** Work instructions **
Copy all of the data below line for line, leaving out the pictures.

** Record list **
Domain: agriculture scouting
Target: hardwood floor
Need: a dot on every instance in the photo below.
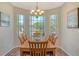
(16, 52)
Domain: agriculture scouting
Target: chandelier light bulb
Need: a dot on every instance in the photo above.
(37, 11)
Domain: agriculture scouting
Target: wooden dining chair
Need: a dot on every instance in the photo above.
(37, 48)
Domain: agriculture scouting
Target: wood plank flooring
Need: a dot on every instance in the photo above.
(16, 52)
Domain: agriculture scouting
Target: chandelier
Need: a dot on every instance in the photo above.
(37, 12)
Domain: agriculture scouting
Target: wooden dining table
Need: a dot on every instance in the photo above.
(26, 50)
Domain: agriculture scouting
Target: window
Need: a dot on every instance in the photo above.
(20, 24)
(53, 23)
(36, 26)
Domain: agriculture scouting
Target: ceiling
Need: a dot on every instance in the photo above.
(41, 5)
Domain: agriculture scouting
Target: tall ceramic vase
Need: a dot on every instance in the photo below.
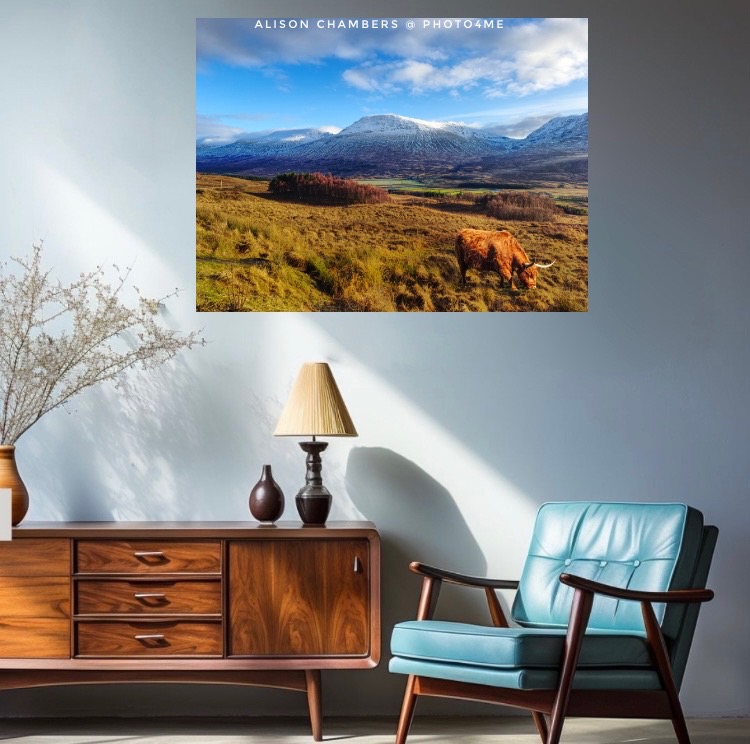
(10, 478)
(266, 498)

** Written response **
Domain: agriculture scouting
Target: hardwood floor
Need: a dot on every instance in the photo below.
(16, 52)
Domain: agriculture scouting
Target: chandelier light bulb
Need: a dot on every instance in the photo above.
(37, 11)
Domain: agriculture scouting
Target: wooden dining chair
Need: a dot on every instance in the photo above.
(37, 48)
Domain: agriculture scouting
Target: wood plank flooring
Need: a dot on every instance in the photo above.
(16, 52)
Domain: agriculture scouting
Target: chandelier
Need: a dot on every instance in the photo above.
(37, 12)
Domain: agriculture scouting
Target: wooden dining table
Need: a dot on every instance in the photo above.
(26, 50)
Domain: agriculture scouting
Target: window
Need: a dot on every instance in the photo above.
(20, 24)
(53, 23)
(36, 26)
Domain: agriculture scouting
Target: ceiling
Need: a dot on every instance in the photo above.
(41, 5)
Domain: agriculture scouting
Target: tall ceramic vase
Need: a dot on every instance in the photo below.
(10, 478)
(266, 498)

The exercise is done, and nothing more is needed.